Exercise instructions ->
Everything from the line containing "of the pale" through the last line of the records must be returned verbatim, and nothing outside that range.
— start Records provided —
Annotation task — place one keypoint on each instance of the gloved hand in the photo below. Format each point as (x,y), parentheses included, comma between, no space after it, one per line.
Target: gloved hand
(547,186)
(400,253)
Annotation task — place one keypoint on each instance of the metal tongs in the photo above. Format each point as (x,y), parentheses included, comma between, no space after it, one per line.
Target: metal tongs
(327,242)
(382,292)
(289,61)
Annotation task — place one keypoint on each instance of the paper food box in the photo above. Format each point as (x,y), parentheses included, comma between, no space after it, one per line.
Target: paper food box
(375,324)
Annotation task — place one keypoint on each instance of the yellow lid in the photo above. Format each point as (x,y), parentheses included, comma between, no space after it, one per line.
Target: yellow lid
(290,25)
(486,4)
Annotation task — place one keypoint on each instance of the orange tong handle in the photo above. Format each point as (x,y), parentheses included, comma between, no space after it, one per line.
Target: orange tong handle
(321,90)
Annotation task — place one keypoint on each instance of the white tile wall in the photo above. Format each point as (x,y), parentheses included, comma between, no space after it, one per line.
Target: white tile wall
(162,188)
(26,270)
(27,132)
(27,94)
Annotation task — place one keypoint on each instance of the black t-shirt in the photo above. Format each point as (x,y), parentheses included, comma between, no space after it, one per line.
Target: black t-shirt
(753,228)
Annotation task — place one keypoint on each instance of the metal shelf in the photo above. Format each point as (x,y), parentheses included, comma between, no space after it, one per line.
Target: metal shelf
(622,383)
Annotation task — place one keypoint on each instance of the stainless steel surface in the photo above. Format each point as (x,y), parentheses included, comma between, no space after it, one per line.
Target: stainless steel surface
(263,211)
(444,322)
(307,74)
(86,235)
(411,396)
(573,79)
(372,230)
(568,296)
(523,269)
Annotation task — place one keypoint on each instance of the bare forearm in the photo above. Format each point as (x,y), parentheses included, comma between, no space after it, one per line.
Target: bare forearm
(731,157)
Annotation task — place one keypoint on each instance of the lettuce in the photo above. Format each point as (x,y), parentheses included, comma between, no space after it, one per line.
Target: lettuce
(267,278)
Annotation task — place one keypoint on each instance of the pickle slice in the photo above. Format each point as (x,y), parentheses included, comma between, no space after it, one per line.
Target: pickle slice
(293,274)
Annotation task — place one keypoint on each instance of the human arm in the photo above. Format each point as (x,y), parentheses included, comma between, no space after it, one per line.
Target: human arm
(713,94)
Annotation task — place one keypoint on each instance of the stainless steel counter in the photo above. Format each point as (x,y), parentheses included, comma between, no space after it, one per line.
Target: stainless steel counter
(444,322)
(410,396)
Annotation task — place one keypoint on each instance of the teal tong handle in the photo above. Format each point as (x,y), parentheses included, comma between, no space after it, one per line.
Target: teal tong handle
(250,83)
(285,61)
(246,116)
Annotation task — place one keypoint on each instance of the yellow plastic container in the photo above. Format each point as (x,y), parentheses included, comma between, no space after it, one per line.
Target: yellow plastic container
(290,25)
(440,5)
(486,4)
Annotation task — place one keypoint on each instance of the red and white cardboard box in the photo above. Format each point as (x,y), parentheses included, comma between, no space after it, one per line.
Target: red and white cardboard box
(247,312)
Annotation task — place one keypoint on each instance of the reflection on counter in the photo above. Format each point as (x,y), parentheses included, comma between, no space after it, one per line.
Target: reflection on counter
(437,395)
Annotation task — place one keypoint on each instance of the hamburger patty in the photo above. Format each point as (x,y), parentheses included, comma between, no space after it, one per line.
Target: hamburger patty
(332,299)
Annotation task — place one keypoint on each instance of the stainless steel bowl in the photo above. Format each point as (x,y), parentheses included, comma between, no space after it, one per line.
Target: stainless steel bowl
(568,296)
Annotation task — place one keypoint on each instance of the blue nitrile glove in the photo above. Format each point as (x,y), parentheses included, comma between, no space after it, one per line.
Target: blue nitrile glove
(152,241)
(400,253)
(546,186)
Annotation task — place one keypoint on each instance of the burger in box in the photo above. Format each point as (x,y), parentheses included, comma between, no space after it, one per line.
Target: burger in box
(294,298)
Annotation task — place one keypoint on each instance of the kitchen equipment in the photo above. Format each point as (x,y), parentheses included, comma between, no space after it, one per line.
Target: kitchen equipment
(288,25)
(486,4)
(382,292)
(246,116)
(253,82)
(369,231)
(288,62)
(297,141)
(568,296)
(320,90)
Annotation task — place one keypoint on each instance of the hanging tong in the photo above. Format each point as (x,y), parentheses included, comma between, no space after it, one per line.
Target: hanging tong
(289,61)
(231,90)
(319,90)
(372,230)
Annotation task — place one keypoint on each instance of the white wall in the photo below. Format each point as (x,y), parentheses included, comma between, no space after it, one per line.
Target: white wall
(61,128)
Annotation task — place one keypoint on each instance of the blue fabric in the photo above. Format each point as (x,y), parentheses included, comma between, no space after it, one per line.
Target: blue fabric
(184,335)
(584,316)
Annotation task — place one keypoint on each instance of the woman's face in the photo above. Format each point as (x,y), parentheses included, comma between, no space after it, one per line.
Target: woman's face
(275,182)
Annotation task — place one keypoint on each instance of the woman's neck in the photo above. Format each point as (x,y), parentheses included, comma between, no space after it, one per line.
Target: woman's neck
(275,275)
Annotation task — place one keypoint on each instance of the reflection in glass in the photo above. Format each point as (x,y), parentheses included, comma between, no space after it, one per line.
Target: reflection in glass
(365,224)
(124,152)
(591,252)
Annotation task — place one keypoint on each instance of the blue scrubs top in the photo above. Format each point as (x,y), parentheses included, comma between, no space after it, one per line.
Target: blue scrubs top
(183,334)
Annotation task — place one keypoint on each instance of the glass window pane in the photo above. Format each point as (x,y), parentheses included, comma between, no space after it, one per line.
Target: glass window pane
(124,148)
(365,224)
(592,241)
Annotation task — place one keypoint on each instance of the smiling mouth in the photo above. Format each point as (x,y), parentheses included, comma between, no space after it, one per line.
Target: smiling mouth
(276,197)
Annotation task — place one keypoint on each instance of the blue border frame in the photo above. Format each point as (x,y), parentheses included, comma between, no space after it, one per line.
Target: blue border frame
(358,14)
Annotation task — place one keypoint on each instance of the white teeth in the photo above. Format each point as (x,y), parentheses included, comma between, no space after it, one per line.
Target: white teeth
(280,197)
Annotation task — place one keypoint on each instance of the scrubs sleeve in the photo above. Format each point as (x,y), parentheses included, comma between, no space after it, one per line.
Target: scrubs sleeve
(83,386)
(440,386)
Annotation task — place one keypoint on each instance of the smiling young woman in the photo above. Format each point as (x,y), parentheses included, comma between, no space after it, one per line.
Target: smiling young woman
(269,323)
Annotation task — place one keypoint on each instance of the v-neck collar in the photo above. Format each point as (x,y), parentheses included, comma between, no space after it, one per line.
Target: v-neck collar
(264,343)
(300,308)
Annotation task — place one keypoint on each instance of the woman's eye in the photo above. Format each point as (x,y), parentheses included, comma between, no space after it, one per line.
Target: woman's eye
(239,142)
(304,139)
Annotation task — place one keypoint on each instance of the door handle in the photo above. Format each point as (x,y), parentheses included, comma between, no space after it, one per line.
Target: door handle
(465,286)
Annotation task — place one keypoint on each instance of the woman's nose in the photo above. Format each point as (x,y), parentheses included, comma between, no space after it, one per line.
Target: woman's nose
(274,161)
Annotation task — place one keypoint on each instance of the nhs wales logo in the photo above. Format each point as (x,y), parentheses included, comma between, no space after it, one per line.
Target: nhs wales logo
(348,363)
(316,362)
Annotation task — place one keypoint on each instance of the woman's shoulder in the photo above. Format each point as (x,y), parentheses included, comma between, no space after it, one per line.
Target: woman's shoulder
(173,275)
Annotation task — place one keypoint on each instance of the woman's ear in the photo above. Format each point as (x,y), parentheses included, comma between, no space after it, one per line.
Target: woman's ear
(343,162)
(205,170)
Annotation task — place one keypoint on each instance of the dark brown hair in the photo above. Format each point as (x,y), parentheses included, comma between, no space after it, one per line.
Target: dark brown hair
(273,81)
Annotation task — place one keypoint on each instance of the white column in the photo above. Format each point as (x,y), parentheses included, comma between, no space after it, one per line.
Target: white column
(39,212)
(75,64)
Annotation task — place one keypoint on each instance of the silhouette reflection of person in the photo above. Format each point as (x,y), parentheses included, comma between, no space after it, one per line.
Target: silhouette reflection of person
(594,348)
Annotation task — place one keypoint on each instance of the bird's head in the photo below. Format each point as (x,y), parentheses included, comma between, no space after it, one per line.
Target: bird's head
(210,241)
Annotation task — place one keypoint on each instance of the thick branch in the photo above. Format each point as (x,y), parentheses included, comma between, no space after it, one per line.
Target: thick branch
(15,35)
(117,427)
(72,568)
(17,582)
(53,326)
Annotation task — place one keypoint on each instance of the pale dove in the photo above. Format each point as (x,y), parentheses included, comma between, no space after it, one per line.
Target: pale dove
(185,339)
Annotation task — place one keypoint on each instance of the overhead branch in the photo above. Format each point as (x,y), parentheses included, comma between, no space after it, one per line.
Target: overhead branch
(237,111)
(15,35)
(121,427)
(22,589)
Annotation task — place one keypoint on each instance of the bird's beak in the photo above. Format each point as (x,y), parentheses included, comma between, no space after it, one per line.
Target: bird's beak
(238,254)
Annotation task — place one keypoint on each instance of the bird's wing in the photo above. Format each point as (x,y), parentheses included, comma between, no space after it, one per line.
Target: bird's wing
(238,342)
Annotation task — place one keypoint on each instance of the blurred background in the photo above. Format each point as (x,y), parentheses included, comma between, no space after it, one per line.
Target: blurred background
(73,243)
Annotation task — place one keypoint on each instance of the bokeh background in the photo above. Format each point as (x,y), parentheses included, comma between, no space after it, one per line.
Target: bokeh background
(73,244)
— end Records provided —
Expected output ->
Annotation task — place one keypoint on each instance of the pale dove in the photo above. Format each point as (x,y), parentheses included, comma between, no space after it, one per line.
Target: pale dove
(185,339)
Annotation task — place one keypoint on each instance of the overhead branch in the photo above. Format each point as (x,y), parentheses included, comma between, no space after it, one per line.
Target: overhead branch
(237,111)
(15,35)
(121,427)
(22,589)
Annotation task — place one keypoint on each instance of the bird's beak in the photo above. Format each point as (x,y), parentheses included, comma between, no space after it, one per line.
Target: bird's beak
(238,254)
Annotation task — place one keypoint on each instance of the bird's wing in the photo above. Format each point as (x,y), parentheses included, comma between, no space after it, one per line.
Target: bird's wing
(238,342)
Annotation task — place one keypoint on each instance of the blurred background in the photo above. Format each point as (x,y), parentheses included, comma between, no space after it, one per line.
Target: blurred background
(73,243)
Annotation task — place one keypoint on each instance of the bokeh background in the photo above. Format each point as (x,y), parentheses included, comma between, no space after it, one per line.
Target: bokeh background
(73,244)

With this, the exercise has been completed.